### Stored records ###
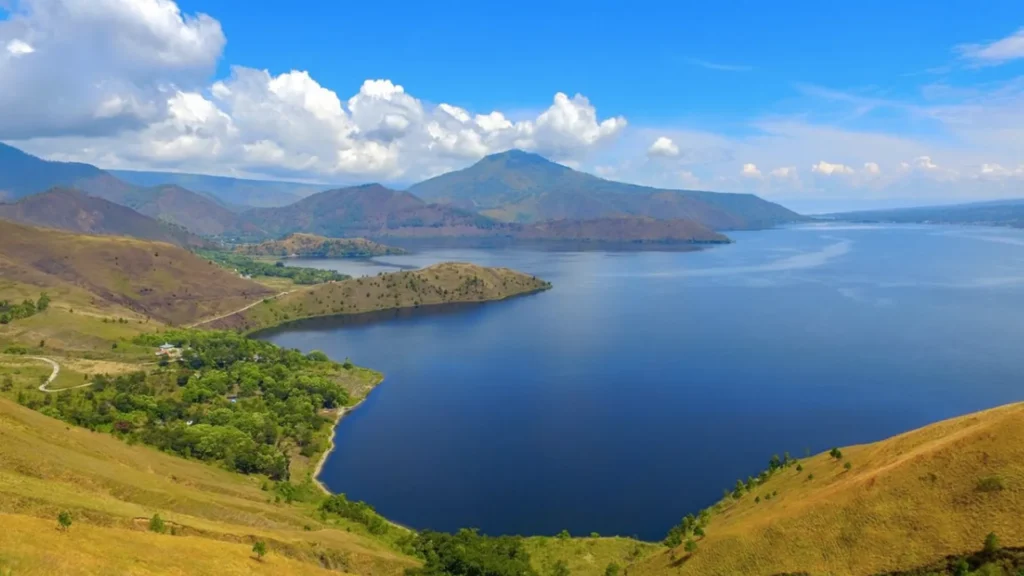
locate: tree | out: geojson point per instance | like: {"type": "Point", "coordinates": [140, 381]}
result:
{"type": "Point", "coordinates": [64, 520]}
{"type": "Point", "coordinates": [991, 543]}
{"type": "Point", "coordinates": [157, 524]}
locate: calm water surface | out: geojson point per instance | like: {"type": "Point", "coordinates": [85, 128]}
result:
{"type": "Point", "coordinates": [645, 382]}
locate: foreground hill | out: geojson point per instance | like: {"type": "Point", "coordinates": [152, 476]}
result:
{"type": "Point", "coordinates": [72, 210]}
{"type": "Point", "coordinates": [312, 246]}
{"type": "Point", "coordinates": [154, 279]}
{"type": "Point", "coordinates": [902, 503]}
{"type": "Point", "coordinates": [520, 187]}
{"type": "Point", "coordinates": [439, 284]}
{"type": "Point", "coordinates": [1007, 212]}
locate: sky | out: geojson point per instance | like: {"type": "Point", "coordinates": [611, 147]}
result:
{"type": "Point", "coordinates": [820, 106]}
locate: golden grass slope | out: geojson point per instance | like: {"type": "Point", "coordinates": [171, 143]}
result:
{"type": "Point", "coordinates": [439, 284]}
{"type": "Point", "coordinates": [905, 502]}
{"type": "Point", "coordinates": [153, 279]}
{"type": "Point", "coordinates": [112, 489]}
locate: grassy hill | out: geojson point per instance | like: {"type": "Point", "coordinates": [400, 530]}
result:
{"type": "Point", "coordinates": [517, 187]}
{"type": "Point", "coordinates": [154, 280]}
{"type": "Point", "coordinates": [439, 284]}
{"type": "Point", "coordinates": [312, 246]}
{"type": "Point", "coordinates": [72, 210]}
{"type": "Point", "coordinates": [902, 503]}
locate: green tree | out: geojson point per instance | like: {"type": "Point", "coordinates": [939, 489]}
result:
{"type": "Point", "coordinates": [64, 520]}
{"type": "Point", "coordinates": [157, 524]}
{"type": "Point", "coordinates": [259, 548]}
{"type": "Point", "coordinates": [991, 543]}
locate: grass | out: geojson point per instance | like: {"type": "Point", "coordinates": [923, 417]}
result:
{"type": "Point", "coordinates": [438, 284]}
{"type": "Point", "coordinates": [908, 501]}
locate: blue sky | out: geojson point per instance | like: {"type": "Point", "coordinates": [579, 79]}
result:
{"type": "Point", "coordinates": [818, 105]}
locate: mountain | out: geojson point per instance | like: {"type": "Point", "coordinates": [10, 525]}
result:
{"type": "Point", "coordinates": [23, 174]}
{"type": "Point", "coordinates": [236, 193]}
{"type": "Point", "coordinates": [72, 210]}
{"type": "Point", "coordinates": [515, 186]}
{"type": "Point", "coordinates": [999, 212]}
{"type": "Point", "coordinates": [369, 210]}
{"type": "Point", "coordinates": [312, 246]}
{"type": "Point", "coordinates": [154, 279]}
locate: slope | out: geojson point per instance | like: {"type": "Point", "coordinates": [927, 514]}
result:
{"type": "Point", "coordinates": [153, 279]}
{"type": "Point", "coordinates": [520, 187]}
{"type": "Point", "coordinates": [23, 174]}
{"type": "Point", "coordinates": [113, 489]}
{"type": "Point", "coordinates": [312, 246]}
{"type": "Point", "coordinates": [72, 210]}
{"type": "Point", "coordinates": [902, 502]}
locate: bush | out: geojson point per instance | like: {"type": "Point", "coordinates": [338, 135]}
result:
{"type": "Point", "coordinates": [990, 484]}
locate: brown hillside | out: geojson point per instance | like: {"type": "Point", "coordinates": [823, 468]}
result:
{"type": "Point", "coordinates": [312, 246]}
{"type": "Point", "coordinates": [906, 501]}
{"type": "Point", "coordinates": [158, 280]}
{"type": "Point", "coordinates": [439, 284]}
{"type": "Point", "coordinates": [72, 210]}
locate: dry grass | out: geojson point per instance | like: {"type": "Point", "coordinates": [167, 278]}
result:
{"type": "Point", "coordinates": [907, 501]}
{"type": "Point", "coordinates": [110, 487]}
{"type": "Point", "coordinates": [438, 284]}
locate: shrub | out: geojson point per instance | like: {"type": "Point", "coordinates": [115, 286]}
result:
{"type": "Point", "coordinates": [990, 484]}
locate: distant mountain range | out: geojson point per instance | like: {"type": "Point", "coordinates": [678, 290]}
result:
{"type": "Point", "coordinates": [998, 212]}
{"type": "Point", "coordinates": [72, 210]}
{"type": "Point", "coordinates": [512, 195]}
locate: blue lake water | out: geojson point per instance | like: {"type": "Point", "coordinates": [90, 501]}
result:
{"type": "Point", "coordinates": [645, 382]}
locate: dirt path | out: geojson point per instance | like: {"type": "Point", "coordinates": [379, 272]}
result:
{"type": "Point", "coordinates": [53, 376]}
{"type": "Point", "coordinates": [240, 311]}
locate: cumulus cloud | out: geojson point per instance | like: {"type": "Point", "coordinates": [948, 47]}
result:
###
◆ **Work to do**
Format as a numbered list, skipping blank lines, everything from the line containing "locate: blue lake" down to the end of the lines.

◆ **Answer to this exercise**
1. locate: blue lake water | out: geojson point per instance | like: {"type": "Point", "coordinates": [90, 501]}
2. result:
3. {"type": "Point", "coordinates": [645, 382]}
4. locate: dirt path | out: geojson point per instance | like: {"type": "Point", "coordinates": [379, 272]}
5. result:
6. {"type": "Point", "coordinates": [53, 376]}
7. {"type": "Point", "coordinates": [240, 311]}
8. locate: cumulus cloud | out: geojson point per instance | like: {"type": "Point", "coordinates": [948, 47]}
9. result:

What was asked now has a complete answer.